Problem statement: Continue the blog post on a personal writing process, starting after its last sentence.

Extract to read:

# # # #

Friday, November 17, 2017

Adele Graf : writing process



Are you sure you want to be reading this? We’re all busy and always looking for pockets of time to work on our writing. Um, this is about my own particular writing process. Are you sure it’s a good use of your time to read it?

Fellow writers tell me that they take their writing time “off the top,” first thing in the morning. Or that they can’t wait to go on the next writers’ retreat, where they always get so much good writing done. Or that they love writing in Starbucks, with the hubbub of voices or conversations they overhear around them.

I’m happy that they’ve found what works for them. But what does it tell me about my own process?? We’re each a combination (victim?) of our metabolism, our upbringing, our introvert-extrovert quotient and the list goes on.

I happen to be a zombie in the morning and a powerhouse writer late at night. I need to snack every couple of hours, but only on certain foods. My energy drops at 4 pm. Can you relate to any of this?

I like to spread papers around me while I write, but in tidy piles I can identify. My imagination spills into my writing when my study is orderly. When it’s a mess, I can’t think. Can you?

I don’t write well under pressure, or in groups, so get almost nothing out of writers’ retreats. My best place to write is at home. When my brain goes blank from hours of writing, I can start cooking supper. Then back to my study, ready to write again. And – you guessed it, I’m an introvert who loves absolute silence for writing. A quiet house. A closed door.

I won’t take up any more of your time, except to mention one part of my writing process that might possibly be of general interest.

I try to have lots of writing projects, at various stages, on the go at once. That way, however much time, energy or brainpower I happen to have at any particular time of day, there’s always something I can do. Start a new draft, expand something recent, revise something new or older, edit, proofread, submit to a journal. And of course, read what others have written. But really, that’s just the way it works for me.

# # # #

[Saved entries]
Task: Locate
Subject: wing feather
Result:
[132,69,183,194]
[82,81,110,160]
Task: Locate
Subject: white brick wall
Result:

# # # #

Response to the exercise:
Adele Graf’s first poetry collection, math for couples (Guernica Editions), was published  in April 2017. Her first chapbook, a Baltic Friday early in grey (above/ground press), in August 2017. Her poetry has appeared in The Antigonish Review, CV2, The Dalhousie Review, EVENT, The Fiddlehead, Room and Vallum. She lives in Ottawa.

photo credit: Ed Overstreet

Wednesday, November 15, 2017

Gil McElroy : writing life



I’m one of those people who have great difficulty sitting still. ‘Twas ever thus, and I know when I was younger that I drove some of my teachers – and fellow students – nuts.

Nothing much has changed, I suppose, so sitting down at a desk or what have you so as to focus on writing is always fraught with difficulties. Since I don’t write with some particular subject or need in mind, I come to my writing by way of the line – something I’ve heard (or, more interestingly, mis-heard), read/mis-read, etc. and build from there, letting the poem take me where it might rather than the other way around. To me that’s more interesting and thus more likely to brave the rigors of sitting down before a keyboard and translating the words in my head into the motions of my fingers.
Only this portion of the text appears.